*DATASET EXTRACT*.
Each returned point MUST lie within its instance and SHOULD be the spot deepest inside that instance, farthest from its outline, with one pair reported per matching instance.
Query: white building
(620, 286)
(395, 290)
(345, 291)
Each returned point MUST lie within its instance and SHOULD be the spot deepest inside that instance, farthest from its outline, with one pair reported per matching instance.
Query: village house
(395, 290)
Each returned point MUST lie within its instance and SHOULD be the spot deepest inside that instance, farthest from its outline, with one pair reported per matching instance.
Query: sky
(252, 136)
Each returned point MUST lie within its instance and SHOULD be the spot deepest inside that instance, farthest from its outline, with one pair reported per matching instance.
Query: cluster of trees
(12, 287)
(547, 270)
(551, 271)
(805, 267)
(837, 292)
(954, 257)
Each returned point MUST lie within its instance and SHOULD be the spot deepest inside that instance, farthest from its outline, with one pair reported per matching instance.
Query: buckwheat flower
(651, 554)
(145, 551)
---
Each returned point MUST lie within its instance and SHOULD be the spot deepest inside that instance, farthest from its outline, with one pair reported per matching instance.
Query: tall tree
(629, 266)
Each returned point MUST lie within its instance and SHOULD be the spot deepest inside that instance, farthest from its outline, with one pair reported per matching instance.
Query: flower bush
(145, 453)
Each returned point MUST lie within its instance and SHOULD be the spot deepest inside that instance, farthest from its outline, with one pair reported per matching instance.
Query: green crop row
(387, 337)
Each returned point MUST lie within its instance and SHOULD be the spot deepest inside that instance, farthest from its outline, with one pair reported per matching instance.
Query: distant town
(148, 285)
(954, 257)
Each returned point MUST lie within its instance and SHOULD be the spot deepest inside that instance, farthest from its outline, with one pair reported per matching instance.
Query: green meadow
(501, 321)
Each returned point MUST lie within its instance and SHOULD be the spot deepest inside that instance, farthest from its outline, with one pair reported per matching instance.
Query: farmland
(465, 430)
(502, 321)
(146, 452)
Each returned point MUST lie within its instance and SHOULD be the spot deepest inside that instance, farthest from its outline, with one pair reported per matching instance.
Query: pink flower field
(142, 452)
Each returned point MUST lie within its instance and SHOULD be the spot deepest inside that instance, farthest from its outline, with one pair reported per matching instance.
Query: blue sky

*TRY IT*.
Taking the records above, retype every line from the one with "Query: pink flower field" down to the one with "Query: blue sky", exactly and with nothing else.

*SOLVED EXERCISE*.
Query: pink flower field
(142, 452)
Each returned point MUST lie within its instance and SHOULD be the spot deepest inside that instance, farthest from its outline, with one pair reported per matching instance.
Query: blue sky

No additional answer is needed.